Exercise directions |
The line containing "the white cloud" marks where to begin; quote it and every line after it through the end of the data, exactly as written.

>> Start Dataset records

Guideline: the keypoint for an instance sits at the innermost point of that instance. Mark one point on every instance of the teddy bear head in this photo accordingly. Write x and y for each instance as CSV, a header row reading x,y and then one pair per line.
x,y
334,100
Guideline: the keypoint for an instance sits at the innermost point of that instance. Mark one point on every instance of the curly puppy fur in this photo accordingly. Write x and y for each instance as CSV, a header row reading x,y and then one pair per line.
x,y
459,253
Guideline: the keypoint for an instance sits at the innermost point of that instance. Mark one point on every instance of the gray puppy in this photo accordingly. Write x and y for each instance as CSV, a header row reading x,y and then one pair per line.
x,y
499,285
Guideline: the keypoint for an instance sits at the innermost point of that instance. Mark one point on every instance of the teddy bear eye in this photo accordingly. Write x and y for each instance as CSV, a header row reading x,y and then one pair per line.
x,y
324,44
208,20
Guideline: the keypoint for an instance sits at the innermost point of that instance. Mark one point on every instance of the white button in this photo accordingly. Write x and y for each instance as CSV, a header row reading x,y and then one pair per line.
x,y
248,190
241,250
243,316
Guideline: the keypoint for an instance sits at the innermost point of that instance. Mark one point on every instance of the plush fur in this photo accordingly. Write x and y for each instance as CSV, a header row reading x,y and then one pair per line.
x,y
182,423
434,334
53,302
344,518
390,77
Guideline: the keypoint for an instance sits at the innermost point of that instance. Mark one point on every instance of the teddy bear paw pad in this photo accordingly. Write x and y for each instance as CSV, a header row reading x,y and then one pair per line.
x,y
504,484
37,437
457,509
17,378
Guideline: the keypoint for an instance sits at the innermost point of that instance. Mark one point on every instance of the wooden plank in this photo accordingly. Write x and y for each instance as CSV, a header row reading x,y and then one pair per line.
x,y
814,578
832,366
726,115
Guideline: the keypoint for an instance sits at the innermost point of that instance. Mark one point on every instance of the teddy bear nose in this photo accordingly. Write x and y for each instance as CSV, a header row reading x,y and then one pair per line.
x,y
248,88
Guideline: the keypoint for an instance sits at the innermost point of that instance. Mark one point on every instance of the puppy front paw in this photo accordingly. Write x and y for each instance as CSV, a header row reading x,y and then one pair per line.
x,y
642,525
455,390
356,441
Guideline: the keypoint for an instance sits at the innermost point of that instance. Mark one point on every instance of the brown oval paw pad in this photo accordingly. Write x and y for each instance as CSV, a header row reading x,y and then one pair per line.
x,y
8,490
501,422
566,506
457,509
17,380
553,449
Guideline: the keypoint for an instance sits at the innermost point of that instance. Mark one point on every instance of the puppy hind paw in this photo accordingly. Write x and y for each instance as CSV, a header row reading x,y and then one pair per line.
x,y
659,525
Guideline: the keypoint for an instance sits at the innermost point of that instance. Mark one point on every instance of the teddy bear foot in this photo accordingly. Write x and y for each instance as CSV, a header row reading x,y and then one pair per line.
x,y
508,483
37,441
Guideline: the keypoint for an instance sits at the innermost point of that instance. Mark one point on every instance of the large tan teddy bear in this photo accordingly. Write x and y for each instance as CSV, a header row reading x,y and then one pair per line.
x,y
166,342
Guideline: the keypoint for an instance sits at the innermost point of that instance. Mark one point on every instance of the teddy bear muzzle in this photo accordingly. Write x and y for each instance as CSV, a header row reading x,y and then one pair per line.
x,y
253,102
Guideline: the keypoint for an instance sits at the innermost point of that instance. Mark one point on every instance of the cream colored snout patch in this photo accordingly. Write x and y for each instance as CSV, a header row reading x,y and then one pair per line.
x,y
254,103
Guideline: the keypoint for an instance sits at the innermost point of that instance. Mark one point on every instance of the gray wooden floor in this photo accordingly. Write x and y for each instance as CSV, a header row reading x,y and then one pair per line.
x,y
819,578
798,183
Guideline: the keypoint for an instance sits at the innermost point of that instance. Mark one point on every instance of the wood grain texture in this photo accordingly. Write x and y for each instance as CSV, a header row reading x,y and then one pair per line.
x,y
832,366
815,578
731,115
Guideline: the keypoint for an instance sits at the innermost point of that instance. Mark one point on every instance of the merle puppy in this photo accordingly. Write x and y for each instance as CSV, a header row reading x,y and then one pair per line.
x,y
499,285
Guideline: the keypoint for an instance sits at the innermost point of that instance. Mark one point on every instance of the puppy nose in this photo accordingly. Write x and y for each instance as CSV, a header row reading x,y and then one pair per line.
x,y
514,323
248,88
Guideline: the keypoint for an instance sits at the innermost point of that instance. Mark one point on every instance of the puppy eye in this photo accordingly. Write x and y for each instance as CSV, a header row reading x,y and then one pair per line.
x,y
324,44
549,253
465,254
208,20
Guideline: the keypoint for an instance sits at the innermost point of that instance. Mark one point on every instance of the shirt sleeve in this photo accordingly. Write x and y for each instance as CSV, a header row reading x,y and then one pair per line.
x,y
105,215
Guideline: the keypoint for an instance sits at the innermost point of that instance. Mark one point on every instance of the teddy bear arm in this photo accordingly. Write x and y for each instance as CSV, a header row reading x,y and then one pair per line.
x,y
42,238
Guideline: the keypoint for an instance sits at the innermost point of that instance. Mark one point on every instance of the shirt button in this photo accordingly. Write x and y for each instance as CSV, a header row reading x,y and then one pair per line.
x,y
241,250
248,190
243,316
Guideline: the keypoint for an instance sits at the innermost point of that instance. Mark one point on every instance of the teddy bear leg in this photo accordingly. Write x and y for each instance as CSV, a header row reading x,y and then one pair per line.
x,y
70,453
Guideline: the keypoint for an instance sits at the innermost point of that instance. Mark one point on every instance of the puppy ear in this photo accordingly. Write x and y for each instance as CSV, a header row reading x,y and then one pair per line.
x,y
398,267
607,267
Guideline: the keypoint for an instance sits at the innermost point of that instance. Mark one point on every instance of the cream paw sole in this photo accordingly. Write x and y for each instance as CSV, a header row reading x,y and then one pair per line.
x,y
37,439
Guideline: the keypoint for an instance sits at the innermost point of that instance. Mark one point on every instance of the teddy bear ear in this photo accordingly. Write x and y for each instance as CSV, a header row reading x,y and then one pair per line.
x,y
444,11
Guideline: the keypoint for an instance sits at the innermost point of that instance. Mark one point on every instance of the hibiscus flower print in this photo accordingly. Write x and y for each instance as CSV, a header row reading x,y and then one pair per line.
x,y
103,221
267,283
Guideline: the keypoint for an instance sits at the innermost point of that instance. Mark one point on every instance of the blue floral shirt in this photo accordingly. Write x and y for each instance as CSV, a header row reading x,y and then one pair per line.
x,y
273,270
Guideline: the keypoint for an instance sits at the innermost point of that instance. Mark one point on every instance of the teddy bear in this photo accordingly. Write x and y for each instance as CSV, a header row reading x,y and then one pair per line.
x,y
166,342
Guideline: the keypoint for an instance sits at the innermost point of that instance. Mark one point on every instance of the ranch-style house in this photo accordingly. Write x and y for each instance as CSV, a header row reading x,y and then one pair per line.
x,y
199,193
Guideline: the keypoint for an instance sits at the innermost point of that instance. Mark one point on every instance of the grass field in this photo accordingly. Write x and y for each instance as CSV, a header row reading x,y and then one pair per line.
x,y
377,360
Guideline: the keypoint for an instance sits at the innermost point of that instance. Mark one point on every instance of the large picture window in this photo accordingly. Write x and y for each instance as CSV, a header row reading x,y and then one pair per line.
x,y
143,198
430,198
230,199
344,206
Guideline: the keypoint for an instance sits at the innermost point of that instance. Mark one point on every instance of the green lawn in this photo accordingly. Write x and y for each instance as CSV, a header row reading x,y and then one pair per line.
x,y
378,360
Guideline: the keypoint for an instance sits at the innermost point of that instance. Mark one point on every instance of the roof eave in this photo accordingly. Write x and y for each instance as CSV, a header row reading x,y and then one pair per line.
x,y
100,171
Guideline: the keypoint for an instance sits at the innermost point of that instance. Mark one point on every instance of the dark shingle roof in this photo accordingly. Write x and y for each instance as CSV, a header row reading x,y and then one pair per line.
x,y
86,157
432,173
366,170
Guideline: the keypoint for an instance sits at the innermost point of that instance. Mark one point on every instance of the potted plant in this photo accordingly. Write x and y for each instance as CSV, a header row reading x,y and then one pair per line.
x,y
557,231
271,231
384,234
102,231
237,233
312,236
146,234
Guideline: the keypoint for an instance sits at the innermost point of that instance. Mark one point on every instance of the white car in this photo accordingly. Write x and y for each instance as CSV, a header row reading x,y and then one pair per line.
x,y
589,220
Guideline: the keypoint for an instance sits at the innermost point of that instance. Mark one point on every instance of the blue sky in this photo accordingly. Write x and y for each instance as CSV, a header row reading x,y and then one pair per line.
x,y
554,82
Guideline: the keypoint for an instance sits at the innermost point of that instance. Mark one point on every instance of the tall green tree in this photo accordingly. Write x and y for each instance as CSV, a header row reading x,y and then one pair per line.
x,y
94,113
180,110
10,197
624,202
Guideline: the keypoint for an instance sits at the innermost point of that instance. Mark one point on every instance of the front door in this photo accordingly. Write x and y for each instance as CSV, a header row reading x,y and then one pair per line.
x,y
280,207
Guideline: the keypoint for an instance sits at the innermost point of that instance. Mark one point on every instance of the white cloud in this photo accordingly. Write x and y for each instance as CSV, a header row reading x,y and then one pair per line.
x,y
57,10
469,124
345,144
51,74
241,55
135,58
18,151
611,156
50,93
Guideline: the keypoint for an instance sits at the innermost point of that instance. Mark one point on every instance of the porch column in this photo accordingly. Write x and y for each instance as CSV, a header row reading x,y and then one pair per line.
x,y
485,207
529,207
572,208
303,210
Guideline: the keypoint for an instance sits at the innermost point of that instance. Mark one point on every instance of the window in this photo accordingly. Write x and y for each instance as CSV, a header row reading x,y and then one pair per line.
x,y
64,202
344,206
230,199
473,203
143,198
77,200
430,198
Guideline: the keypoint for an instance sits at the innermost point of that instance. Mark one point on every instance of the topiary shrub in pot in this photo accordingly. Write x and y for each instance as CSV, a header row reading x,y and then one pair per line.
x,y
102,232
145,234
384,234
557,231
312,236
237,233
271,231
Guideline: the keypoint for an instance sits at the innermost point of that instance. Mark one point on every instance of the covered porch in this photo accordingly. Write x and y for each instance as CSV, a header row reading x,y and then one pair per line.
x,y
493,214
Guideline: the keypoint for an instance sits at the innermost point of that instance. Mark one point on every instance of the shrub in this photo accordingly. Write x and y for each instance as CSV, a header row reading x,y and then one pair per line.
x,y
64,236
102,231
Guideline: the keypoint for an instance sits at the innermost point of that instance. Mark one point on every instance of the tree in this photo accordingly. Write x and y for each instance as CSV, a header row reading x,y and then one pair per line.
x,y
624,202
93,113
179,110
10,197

>> End Dataset records

Result |
Guideline: the keypoint for an instance sits at the innermost point of that instance. Mark one point on every instance of the white cloud in this photo accordingly. Write x and y for each instance as CSV, a header row reading x,y and then one pair per line.
x,y
57,10
469,124
345,144
51,74
241,55
135,58
18,151
611,156
50,93
Guideline: the keypoint for an instance sits at the innermost point of that instance. Mark one point on every instance of the porch column in this photo accordingly. Write x and y for each instance as CSV, a header row reading x,y and then one pair per line.
x,y
485,207
529,207
572,208
303,210
Guideline: the keypoint for an instance sits at the innermost point of that instance. Mark one point on every instance of the window in this photo accordingly. Write x and y for each instance as CSV, a header row reading x,y and then one pair per line.
x,y
64,202
344,206
230,199
473,203
143,198
77,200
430,198
Guideline: the keypoint for an instance sits at the innermost point of that instance. Mark one point on every instance of the topiary shrub in pot in this photo accordingly. Write x and y for each instance as CSV, a header row reading x,y and then one pair per line.
x,y
102,232
145,234
384,234
557,231
312,236
237,233
271,231
Guideline: the keypoint for an instance sits at the innermost point of that instance. Mark one point on every instance of the covered porch in this photo accordingly. Write x and y for each instance as CSV, a header row reading x,y and then one pair per line.
x,y
493,214
Guideline: the keypoint for an instance sits at the innermost point of that instance. Mark one point on every instance of the shrub in this photo accordingly. Write x and y for each instance as CSV, a header row reading x,y and then one pair per line.
x,y
64,236
102,231
Guideline: the keypoint for an instance sits at the innermost point of that instance. Mark one point on every instance of the tree in this photo accordingly. Write x and y for each instance as CSV, a header row reading x,y and then one pair per line.
x,y
624,202
93,113
179,110
10,197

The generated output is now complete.